--- Requirements ---
Reproduce the closing part of the entries exactly: the line with "# point: white lane" and all lines after it, ending with the last line, and nothing else.

--- Source material ---

::::::::

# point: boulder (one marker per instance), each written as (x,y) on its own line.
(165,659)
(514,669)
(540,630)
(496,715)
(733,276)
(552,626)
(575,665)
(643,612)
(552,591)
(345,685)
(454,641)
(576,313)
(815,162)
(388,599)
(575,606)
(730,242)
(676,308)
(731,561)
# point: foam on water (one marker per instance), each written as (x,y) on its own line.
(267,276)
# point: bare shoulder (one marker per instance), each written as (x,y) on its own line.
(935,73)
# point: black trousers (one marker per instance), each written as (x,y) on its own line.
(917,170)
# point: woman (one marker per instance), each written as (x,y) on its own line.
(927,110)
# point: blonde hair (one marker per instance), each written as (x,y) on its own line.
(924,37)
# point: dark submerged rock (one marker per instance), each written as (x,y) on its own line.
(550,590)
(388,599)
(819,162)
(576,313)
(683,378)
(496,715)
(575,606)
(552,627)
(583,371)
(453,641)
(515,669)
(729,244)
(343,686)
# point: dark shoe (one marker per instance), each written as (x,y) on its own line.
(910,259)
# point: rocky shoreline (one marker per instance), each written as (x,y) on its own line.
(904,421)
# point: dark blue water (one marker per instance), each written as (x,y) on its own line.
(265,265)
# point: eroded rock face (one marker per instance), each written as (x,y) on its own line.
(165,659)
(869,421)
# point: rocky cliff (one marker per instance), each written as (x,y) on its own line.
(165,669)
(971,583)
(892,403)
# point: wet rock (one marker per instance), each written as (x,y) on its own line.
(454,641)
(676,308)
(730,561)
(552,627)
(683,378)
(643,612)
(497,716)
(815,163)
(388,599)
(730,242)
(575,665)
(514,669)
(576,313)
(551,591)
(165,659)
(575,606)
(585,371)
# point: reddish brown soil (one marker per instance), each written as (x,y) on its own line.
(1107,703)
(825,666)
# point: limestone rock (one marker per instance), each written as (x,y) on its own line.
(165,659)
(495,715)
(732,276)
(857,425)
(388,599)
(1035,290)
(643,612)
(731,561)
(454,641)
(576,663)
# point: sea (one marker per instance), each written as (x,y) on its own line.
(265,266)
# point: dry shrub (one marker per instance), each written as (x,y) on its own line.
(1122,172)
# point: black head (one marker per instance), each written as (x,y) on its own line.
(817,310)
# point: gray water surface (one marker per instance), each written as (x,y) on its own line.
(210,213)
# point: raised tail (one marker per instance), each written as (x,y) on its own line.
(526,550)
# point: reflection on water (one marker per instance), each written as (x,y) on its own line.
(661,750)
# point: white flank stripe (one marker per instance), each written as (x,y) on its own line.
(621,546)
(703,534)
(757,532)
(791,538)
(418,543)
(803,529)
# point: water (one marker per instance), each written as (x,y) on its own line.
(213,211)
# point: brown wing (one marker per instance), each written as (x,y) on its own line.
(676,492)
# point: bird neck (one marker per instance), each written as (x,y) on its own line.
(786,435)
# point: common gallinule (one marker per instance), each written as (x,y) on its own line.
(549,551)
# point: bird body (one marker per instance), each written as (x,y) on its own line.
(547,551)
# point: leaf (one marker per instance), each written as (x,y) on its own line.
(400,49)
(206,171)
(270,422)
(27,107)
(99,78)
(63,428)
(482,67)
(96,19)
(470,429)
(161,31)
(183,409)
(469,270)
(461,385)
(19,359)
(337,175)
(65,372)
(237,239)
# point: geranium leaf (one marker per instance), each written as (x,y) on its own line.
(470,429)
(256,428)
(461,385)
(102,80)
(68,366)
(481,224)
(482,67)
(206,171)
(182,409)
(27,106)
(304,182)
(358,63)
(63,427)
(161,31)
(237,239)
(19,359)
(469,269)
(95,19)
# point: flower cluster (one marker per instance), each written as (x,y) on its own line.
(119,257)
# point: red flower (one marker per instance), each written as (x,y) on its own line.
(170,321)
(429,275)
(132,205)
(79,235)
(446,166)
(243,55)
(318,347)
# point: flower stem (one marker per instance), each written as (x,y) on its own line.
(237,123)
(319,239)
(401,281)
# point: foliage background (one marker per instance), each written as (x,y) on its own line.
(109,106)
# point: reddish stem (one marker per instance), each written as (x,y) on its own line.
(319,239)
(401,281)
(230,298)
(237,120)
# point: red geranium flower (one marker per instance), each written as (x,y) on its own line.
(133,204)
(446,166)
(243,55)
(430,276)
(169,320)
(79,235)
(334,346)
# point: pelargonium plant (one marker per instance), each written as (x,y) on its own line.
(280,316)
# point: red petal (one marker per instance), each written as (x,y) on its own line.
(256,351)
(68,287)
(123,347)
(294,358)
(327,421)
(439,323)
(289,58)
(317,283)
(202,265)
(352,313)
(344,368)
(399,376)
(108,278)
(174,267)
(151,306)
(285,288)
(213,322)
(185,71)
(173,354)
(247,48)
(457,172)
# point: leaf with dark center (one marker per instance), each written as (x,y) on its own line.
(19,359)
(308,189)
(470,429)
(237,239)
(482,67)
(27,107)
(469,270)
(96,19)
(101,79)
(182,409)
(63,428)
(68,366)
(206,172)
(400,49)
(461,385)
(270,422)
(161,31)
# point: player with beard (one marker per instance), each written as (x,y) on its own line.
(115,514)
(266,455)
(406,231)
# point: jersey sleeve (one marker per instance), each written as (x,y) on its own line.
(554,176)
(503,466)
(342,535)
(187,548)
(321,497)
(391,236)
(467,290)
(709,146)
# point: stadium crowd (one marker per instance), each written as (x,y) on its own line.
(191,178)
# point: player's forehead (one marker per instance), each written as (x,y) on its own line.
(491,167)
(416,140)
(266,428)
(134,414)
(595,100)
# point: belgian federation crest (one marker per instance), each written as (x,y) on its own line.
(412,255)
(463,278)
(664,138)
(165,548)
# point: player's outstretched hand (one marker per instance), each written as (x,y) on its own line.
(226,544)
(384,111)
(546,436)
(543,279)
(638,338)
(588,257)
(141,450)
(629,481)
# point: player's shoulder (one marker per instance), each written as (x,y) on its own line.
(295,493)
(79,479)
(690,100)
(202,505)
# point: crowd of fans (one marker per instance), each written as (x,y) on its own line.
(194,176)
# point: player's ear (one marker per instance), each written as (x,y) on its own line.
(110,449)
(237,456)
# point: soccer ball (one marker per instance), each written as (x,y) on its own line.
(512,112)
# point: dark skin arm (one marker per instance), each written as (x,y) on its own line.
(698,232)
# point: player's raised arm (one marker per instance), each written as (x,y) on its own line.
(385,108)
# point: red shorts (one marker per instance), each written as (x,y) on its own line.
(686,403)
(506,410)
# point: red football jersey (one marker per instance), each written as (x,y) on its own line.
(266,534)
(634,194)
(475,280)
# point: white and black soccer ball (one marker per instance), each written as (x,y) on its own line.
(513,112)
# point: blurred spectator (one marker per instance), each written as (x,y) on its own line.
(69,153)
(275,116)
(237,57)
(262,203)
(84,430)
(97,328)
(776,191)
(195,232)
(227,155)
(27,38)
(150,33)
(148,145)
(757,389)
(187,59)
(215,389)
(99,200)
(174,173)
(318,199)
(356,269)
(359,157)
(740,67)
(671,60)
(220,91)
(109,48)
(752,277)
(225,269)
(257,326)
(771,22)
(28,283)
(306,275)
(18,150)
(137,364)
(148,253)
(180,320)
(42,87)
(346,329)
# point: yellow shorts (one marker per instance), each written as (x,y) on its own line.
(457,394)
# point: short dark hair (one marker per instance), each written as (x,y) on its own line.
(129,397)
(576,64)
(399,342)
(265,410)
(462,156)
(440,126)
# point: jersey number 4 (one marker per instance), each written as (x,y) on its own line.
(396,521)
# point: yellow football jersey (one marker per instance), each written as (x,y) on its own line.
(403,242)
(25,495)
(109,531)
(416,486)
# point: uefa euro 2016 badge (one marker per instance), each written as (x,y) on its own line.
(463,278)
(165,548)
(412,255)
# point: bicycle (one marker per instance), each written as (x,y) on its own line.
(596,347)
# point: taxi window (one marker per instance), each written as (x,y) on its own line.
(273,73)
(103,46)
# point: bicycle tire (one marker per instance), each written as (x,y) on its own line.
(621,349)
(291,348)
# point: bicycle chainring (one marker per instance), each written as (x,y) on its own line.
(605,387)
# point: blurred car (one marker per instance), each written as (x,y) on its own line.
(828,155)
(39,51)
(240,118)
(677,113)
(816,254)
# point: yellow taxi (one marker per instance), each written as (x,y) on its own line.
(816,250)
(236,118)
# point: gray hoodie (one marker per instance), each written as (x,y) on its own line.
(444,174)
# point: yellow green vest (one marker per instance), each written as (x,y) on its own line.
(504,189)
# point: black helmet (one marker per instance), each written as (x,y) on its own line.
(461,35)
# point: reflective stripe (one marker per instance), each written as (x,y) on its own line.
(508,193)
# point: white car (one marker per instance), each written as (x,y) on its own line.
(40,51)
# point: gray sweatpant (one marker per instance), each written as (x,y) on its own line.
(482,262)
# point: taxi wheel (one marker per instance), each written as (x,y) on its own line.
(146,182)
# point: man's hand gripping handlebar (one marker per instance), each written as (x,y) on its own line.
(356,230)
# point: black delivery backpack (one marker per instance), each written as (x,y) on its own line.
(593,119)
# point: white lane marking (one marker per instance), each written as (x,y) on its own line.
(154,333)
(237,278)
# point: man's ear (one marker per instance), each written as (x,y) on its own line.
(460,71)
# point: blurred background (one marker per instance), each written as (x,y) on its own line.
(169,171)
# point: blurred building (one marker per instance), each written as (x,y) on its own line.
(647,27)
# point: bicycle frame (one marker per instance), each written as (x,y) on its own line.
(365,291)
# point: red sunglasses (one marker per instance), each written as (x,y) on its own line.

::::::::

--- Answer to the problem ---
# point: white lane marking (one marker per instance), each written as (x,y) on its own line.
(154,333)
(237,278)
# point: man's ear (one marker per instance), each written as (x,y) on its own line.
(460,71)
# point: blurred background (one marker per instance), each written as (x,y) on its own line.
(169,171)
# point: blurred building (one marker per instance), each written as (x,y) on its own line.
(647,27)
# point: bicycle frame (one marker per instance), each written as (x,y) on its own line.
(365,291)
# point: red sunglasses (one marker per instance), each written as (x,y) on its own line.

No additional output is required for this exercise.